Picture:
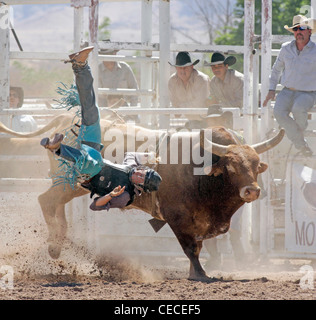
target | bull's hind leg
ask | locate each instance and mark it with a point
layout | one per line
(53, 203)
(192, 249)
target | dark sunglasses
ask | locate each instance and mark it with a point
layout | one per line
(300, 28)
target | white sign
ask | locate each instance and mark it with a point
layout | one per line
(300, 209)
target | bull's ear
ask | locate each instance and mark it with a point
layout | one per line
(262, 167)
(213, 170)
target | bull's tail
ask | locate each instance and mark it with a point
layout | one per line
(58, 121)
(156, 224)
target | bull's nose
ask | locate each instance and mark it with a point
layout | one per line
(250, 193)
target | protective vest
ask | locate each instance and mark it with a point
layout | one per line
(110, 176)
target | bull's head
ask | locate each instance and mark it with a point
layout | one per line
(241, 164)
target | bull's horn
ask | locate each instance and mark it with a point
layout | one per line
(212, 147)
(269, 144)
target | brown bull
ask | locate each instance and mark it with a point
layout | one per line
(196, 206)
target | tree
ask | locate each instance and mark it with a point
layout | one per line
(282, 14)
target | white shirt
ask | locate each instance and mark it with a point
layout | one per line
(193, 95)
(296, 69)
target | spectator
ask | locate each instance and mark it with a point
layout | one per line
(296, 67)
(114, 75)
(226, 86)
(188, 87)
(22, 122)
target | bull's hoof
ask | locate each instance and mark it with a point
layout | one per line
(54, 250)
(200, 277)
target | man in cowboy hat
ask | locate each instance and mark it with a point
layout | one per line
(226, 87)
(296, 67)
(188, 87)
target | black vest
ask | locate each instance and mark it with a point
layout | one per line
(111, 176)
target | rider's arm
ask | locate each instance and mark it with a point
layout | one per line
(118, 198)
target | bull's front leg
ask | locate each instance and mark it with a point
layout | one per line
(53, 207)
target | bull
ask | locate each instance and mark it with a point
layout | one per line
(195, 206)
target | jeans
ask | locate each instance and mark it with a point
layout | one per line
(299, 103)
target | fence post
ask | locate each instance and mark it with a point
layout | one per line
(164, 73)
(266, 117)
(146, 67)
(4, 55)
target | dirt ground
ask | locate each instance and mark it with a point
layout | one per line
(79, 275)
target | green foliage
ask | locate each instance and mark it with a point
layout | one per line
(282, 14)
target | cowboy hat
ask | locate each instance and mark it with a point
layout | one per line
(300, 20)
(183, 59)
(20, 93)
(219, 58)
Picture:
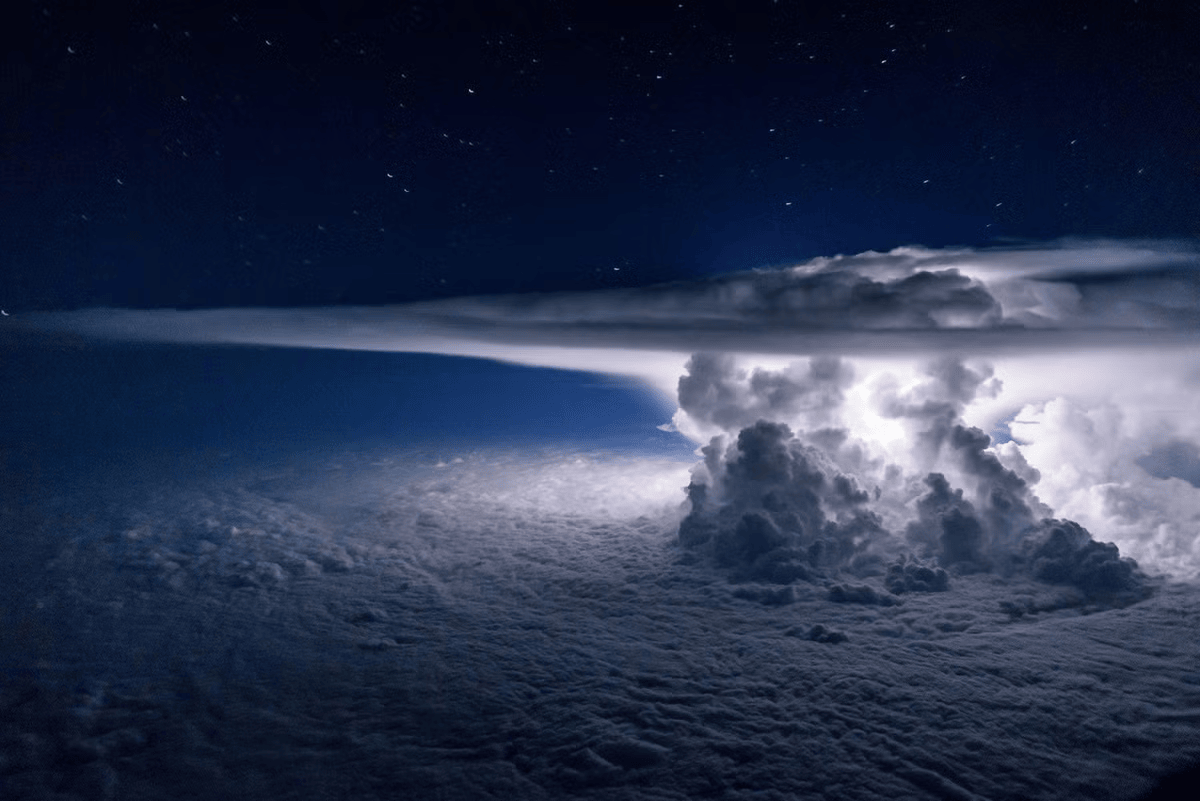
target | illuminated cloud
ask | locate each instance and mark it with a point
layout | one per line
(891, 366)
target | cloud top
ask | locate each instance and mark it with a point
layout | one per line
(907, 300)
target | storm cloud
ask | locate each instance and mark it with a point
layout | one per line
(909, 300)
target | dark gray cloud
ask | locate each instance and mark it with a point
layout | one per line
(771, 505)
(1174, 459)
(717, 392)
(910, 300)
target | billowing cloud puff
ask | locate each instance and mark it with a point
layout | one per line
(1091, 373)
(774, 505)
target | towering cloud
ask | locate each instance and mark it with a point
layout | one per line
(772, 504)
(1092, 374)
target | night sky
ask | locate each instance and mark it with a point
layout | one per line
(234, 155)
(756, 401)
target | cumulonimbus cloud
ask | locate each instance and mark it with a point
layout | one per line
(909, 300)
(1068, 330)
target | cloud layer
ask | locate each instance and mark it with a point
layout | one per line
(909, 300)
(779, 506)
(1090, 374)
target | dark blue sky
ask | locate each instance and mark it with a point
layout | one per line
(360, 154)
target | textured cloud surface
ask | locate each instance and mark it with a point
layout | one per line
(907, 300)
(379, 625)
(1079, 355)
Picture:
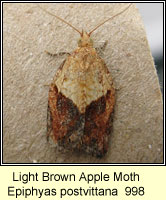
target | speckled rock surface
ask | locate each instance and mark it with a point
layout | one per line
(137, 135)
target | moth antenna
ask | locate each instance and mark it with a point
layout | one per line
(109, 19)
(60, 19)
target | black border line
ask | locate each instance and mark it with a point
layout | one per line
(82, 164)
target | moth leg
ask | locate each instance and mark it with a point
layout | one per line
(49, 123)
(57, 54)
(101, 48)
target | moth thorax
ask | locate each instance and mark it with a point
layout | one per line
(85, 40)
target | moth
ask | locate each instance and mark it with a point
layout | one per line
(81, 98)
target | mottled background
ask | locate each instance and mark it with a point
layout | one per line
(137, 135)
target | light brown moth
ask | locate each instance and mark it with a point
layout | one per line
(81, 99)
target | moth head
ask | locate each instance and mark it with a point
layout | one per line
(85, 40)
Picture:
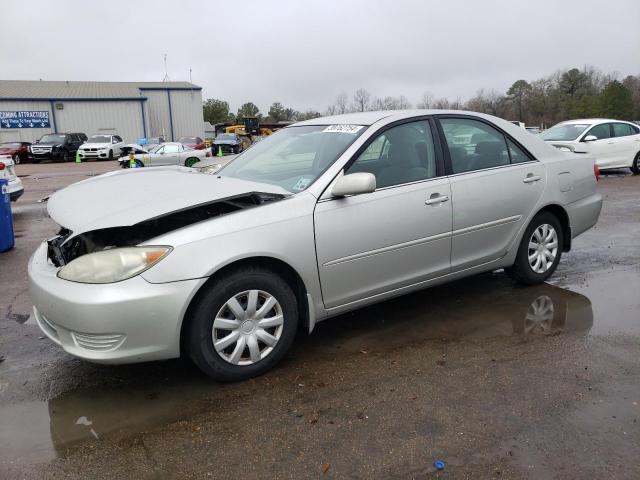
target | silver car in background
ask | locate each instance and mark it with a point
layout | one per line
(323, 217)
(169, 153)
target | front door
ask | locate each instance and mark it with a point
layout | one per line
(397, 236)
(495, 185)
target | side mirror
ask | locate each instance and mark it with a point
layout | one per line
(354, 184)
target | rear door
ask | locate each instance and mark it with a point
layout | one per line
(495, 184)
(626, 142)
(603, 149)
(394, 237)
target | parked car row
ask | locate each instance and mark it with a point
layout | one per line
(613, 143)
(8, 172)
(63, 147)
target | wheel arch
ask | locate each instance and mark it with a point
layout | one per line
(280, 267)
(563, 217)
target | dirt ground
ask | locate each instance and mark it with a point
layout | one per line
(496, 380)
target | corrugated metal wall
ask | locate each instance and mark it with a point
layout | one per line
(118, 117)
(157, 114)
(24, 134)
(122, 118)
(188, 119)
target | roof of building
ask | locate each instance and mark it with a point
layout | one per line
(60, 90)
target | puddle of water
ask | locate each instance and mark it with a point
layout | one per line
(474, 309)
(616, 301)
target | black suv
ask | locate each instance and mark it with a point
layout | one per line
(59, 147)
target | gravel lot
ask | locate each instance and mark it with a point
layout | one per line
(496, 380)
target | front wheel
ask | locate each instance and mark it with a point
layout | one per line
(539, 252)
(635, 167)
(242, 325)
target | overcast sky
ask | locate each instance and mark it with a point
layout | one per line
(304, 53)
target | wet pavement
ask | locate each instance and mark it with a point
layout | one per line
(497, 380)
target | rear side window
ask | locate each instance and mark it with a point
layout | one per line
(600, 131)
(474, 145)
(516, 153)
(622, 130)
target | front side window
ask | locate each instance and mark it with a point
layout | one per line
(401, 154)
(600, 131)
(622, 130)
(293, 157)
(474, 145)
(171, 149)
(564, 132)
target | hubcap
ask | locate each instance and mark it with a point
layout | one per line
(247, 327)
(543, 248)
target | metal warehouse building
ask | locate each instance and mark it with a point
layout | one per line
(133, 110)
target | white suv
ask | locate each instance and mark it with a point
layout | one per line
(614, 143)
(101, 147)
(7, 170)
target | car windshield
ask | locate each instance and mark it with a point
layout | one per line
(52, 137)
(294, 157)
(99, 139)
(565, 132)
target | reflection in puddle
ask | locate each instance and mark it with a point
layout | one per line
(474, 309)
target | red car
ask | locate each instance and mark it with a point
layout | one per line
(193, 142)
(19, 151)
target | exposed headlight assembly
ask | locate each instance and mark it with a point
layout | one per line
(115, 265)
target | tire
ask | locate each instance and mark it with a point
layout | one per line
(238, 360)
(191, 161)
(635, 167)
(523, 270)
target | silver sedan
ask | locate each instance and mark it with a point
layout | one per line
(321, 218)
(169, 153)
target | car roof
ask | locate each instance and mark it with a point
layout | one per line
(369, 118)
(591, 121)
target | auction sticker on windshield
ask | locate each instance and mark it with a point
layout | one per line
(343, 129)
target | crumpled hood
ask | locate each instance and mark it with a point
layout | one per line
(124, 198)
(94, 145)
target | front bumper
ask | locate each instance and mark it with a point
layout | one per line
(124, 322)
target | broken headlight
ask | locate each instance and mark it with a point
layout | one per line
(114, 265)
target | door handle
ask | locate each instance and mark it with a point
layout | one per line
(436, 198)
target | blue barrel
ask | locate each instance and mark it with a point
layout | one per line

::::::::::

→ Challenge:
Reproduce the entries above without change, omitting all pictures.

→ Written answer:
Picture:
target | bull's hind leg
ask | locate each instance and mark it with a point
layout | one per line
(53, 203)
(192, 249)
target | dark sunglasses
ask | locate each instance and mark it with a point
layout | one per line
(300, 28)
target | white sign
ask | locate each instance and mark it with a point
layout | one per line
(300, 209)
target | bull's ear
ask | locate each instance and mark it with a point
layout | one per line
(262, 167)
(213, 170)
target | bull's tail
ask | locate each instance and mark it with a point
layout | one per line
(58, 121)
(156, 224)
target | bull's nose
ask | locate each instance and mark it with a point
layout | one per line
(250, 193)
target | protective vest
ask | locate each instance and mark it with a point
layout | one per line
(110, 176)
target | bull's head
ask | locate each instance and mark it with a point
layout | one per line
(241, 164)
target | bull's horn
ask | locate each instance and mark it with a point
layout | one per line
(212, 147)
(269, 144)
target | brown bull
ask | locate each instance and mark it with a point
layout | one per line
(196, 206)
target | tree
ask | locate each instance and mark it with a point
layout | one per line
(282, 14)
target | white shirt
ask | locate each instance and mark it with a point
layout | one per line
(193, 95)
(296, 69)
target | spectator
ask | locate each instance and mark it with a point
layout | one per line
(296, 67)
(114, 75)
(226, 86)
(188, 87)
(22, 122)
target | bull's hoof
ask | locate each instance and mark it with a point
layout | one per line
(54, 250)
(200, 277)
target | man in cowboy hat
ask | locate each instance and mark it with a point
layout | one per line
(226, 87)
(296, 67)
(188, 87)
target | black vest
ask | locate each instance and mark it with a point
layout | one per line
(111, 176)
target | rider's arm
ask | locate each instance and mark it with a point
layout | one per line
(118, 198)
target | bull's front leg
ask | locate each instance and mark it with a point
layout | one per line
(53, 207)
target | bull
ask | locate each instance and mark it with a point
layout | one per line
(195, 206)
target | jeans
ask | locate each instance and mark it with a point
layout | one per line
(299, 103)
target | fence post
ask | locate each instance and mark it with a point
layout | one per line
(164, 73)
(266, 117)
(146, 67)
(4, 55)
target | dirt ground
ask | locate each instance and mark it with a point
layout | one per line
(79, 275)
target | green foliage
ask | locate each instance and mark it with a point
layout | one per line
(282, 14)
target | cowboy hat
ask | locate each instance and mark it with a point
layout | one per line
(300, 20)
(183, 59)
(20, 93)
(219, 58)
Picture:
target | illuminated cloud
ask | locate each instance and mark it with a point
layout | one per line
(891, 366)
target | cloud top
ask | locate each instance and mark it with a point
layout | one per line
(907, 300)
target | storm cloud
ask | locate each instance and mark it with a point
layout | one per line
(909, 300)
target | dark gray cloud
ask | locate each instance and mark it with a point
layout | one per line
(771, 505)
(1174, 459)
(717, 392)
(910, 300)
target | billowing cloud puff
ask | locate each instance and mark it with a point
layout | one per line
(1091, 373)
(774, 505)
target | towering cloud
ask | locate each instance and mark it with a point
layout | one per line
(772, 504)
(1092, 374)
target | night sky
ask | locate each instance and mark it with a point
layout | one per line
(234, 155)
(756, 401)
target | cumulonimbus cloud
ask | locate each instance and mark it with a point
layout | one per line
(909, 300)
(1068, 330)
target | cloud layer
ask | locate each instance and mark it with a point
layout | one per line
(909, 300)
(779, 506)
(1090, 374)
target | dark blue sky
ask | locate each instance and mark it with a point
layout | one per line
(360, 154)
target | textured cloud surface
ask | locate each instance and mark it with a point
layout | one per line
(907, 300)
(379, 625)
(1079, 355)
Picture:
target | speckled rock surface
ask | locate each instance and mark it with a point
layout | one per line
(137, 135)
target | moth antenna
ask | locate each instance and mark it with a point
layout | one per line
(109, 19)
(60, 19)
target | black border line
ask | locate each instance and mark it with a point
layout | one per line
(82, 164)
target | moth leg
ask | locate each instance and mark it with a point
layout | one per line
(49, 123)
(57, 54)
(101, 48)
target | moth thorax
ask | locate each instance and mark it with a point
layout | one per line
(85, 40)
target | moth
ask | locate each instance and mark it with a point
layout | one per line
(81, 98)
target | mottled background
ask | locate each instance and mark it with a point
layout | one per line
(137, 135)
target | light brown moth
ask | locate each instance and mark it with a point
layout | one per line
(81, 99)
target | moth head
ask | locate each instance and mark it with a point
layout | one per line
(85, 40)
Picture:
target | silver car in background
ask | locate each instance and mark it with a point
layout | one per line
(323, 217)
(169, 153)
target | front door
ask | locate each instance and mark it with a point
layout | one per line
(397, 236)
(495, 185)
target | side mirror
ask | locate each instance and mark it with a point
layout | one per line
(354, 184)
target | rear door
ask | locate each instance and mark it with a point
layout | one per line
(495, 184)
(626, 142)
(603, 149)
(394, 237)
target | parked car row
ask | locate each instance and mark it with a point
layout | one per line
(613, 143)
(8, 172)
(63, 147)
target | wheel arch
ask | locate each instance and mark it with a point
layout | one per line
(280, 267)
(563, 217)
target | dirt ground
ask | locate each instance and mark it with a point
layout | one per line
(496, 380)
target | corrugated metal wall
ask | locate each instance and mark it with a point
layout | one per line
(118, 117)
(157, 114)
(24, 134)
(122, 118)
(188, 119)
target | roof of building
ask | locate each instance and mark it with a point
layout | one per line
(60, 90)
target | puddle of water
ask | locate each instance and mark it with a point
layout | one per line
(474, 309)
(616, 301)
target | black suv
ask | locate each instance and mark it with a point
layout | one per line
(59, 147)
target | gravel lot
ask | locate each instance and mark it with a point
layout | one per line
(496, 380)
target | front wheel
ask | locate each instance and mark it with a point
layout | one per line
(539, 252)
(635, 167)
(242, 325)
target | overcast sky
ask | locate each instance and mark it with a point
layout | one per line
(304, 53)
target | wet pavement
ask | locate each instance and mark it with a point
layout | one per line
(497, 380)
target | rear side window
ask | locate each instance and mark it with a point
layout | one per line
(600, 131)
(474, 145)
(516, 153)
(622, 130)
target | front side window
ask | locate each instance and mark it with a point
layout | one per line
(401, 154)
(600, 131)
(622, 130)
(293, 157)
(474, 145)
(171, 149)
(564, 132)
target | hubcap
ask | locate each instance and mark it with a point
layout | one per line
(247, 327)
(543, 248)
target | metal warehouse building
ask | locate each instance and mark it with a point
layout | one per line
(133, 110)
target | white suv
ask | locate each instance and mark it with a point
layout | one per line
(614, 143)
(101, 147)
(7, 170)
target | car windshield
ask | locate each instance and mark it with a point
layout | one per line
(52, 137)
(294, 157)
(99, 139)
(565, 132)
target | reflection in puddle
ask | locate each instance and mark it with a point
layout | one per line
(474, 309)
target | red car
ask | locate each instance and mark it with a point
layout | one per line
(193, 142)
(19, 151)
target | exposed headlight assembly
ask | locate each instance and mark it with a point
layout | one per line
(115, 265)
target | tire
ask | locate each instance and mark it with a point
layout | one per line
(238, 360)
(191, 161)
(635, 167)
(523, 270)
target | silver sedan
ask | locate each instance and mark it with a point
layout | one per line
(321, 218)
(169, 153)
target | car roof
ask | locate each instance and mark it with a point
layout | one per line
(369, 118)
(591, 121)
target | auction sticker on windshield
ask | locate each instance and mark it with a point
layout | one per line
(343, 129)
target | crumpled hood
ask | locate each instance and mark it with a point
layout | one per line
(124, 198)
(94, 145)
target | front bumper
ask | locate each instance and mark it with a point
layout | one per line
(124, 322)
target | broken headlight
ask | locate each instance and mark it with a point
layout | one per line
(114, 265)
target | door handle
ask | locate each instance and mark it with a point
layout | one per line
(436, 198)
target | blue barrel
ask | locate each instance and mark it with a point
layout | one per line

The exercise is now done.